» **THE EXERCISE**
Reproduce the material word for word from its first line through the line containing "pixel 184 441", including that line, and leave the pictures out of your copy.

[BEGIN]

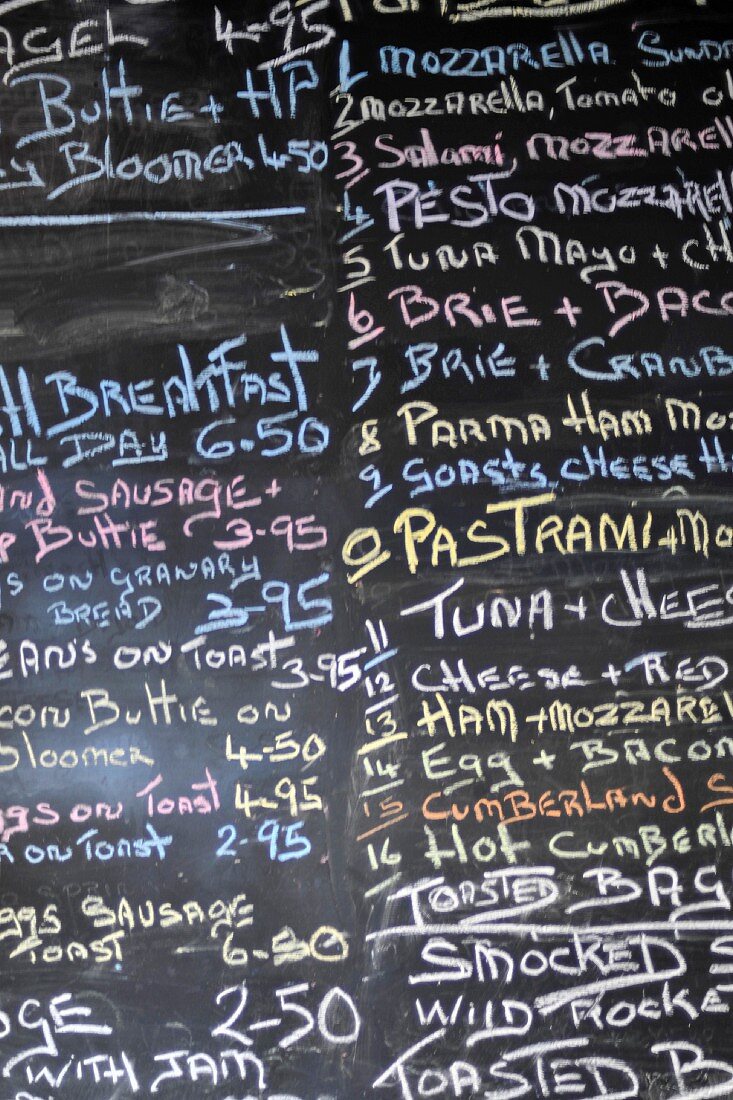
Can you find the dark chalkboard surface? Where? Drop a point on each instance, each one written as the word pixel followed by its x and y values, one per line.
pixel 365 592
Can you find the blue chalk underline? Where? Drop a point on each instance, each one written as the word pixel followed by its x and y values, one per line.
pixel 53 221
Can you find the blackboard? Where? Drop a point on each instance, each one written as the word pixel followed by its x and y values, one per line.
pixel 365 592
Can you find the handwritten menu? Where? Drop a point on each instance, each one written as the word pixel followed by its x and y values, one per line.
pixel 365 549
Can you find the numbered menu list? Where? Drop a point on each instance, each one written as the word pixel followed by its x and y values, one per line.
pixel 365 708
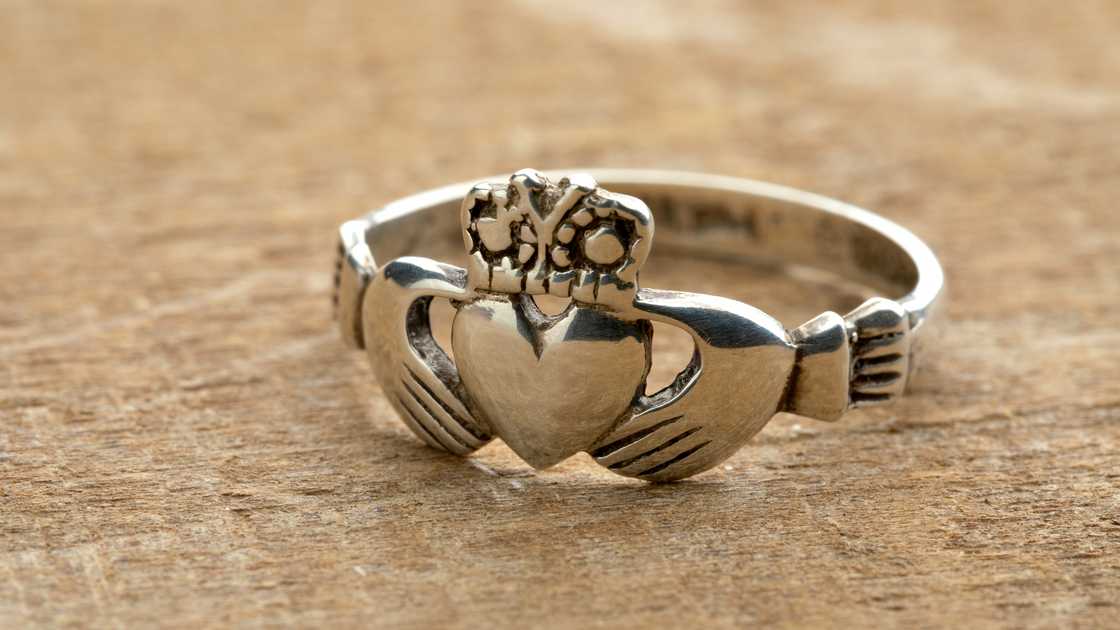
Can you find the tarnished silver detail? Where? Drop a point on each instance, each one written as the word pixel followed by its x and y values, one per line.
pixel 551 386
pixel 880 351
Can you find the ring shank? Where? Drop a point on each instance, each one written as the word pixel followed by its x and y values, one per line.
pixel 715 215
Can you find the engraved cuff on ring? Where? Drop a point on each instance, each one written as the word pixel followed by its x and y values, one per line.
pixel 551 386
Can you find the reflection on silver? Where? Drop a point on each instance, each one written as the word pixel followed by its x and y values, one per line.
pixel 551 386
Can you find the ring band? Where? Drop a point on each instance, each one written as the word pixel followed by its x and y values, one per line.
pixel 551 386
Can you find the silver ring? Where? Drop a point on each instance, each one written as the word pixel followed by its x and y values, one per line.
pixel 551 386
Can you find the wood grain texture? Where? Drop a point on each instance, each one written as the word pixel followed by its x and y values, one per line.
pixel 184 441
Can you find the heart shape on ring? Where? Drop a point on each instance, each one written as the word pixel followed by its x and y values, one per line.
pixel 549 386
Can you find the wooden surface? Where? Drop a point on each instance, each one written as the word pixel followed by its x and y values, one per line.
pixel 184 442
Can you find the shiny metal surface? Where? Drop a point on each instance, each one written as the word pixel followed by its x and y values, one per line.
pixel 551 386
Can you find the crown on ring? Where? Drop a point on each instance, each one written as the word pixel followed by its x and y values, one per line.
pixel 567 239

[END]

» **ANSWER BELOW**
Can you find the dark chalkboard surface? Where? Drop a point on each instance, each one written as the word pixel followed by its x and y values, one per line.
pixel 365 592
Can you find the blue chalk underline? Where? Drop a point on each instance, each one written as the word pixel followed by its x and y values, one per line.
pixel 53 221
Can you find the blackboard? Where? Drop a point on each instance, each one written as the word pixel followed by its x and y values, one per line.
pixel 365 592
Can you find the handwritten menu? Where? Drop a point on each instance, each one written as the word pixel followed by its x and y values, one per line.
pixel 365 549
Can you find the numbered menu list? Where? Drop a point on each instance, each one written as the word pixel followed by its x and y values, one per line.
pixel 365 708
Can you find the tarnished silver detail? Where? Drop a point on each instance, each one written as the word pixel followed by its x and y values, one per line.
pixel 551 386
pixel 880 351
Can you find the ring shank? Where? Drop a point on each instance, each one written as the word pixel followed by its x and y values, one per line.
pixel 715 215
Can you find the engraved cuff on ring? Where? Drop a point on each instance, each one written as the word pixel followed by its x and y values, one per line.
pixel 551 386
Can you find the reflection on silver? Where? Drop a point on each instance, each one written as the word pixel followed by its x and y values, one per line.
pixel 551 386
Can you find the ring band? Where? Drop a point on each instance, each one written as the word pixel followed by its x and y values, one per line.
pixel 551 386
Can you find the silver ring? Where? Drop a point on each instance, each one written as the word pixel followed by its x and y values, one per line.
pixel 551 386
Can you find the wood grain texture? Where? Drop a point on each instance, each one written as the word pixel followed by its x and y values, one per line.
pixel 184 441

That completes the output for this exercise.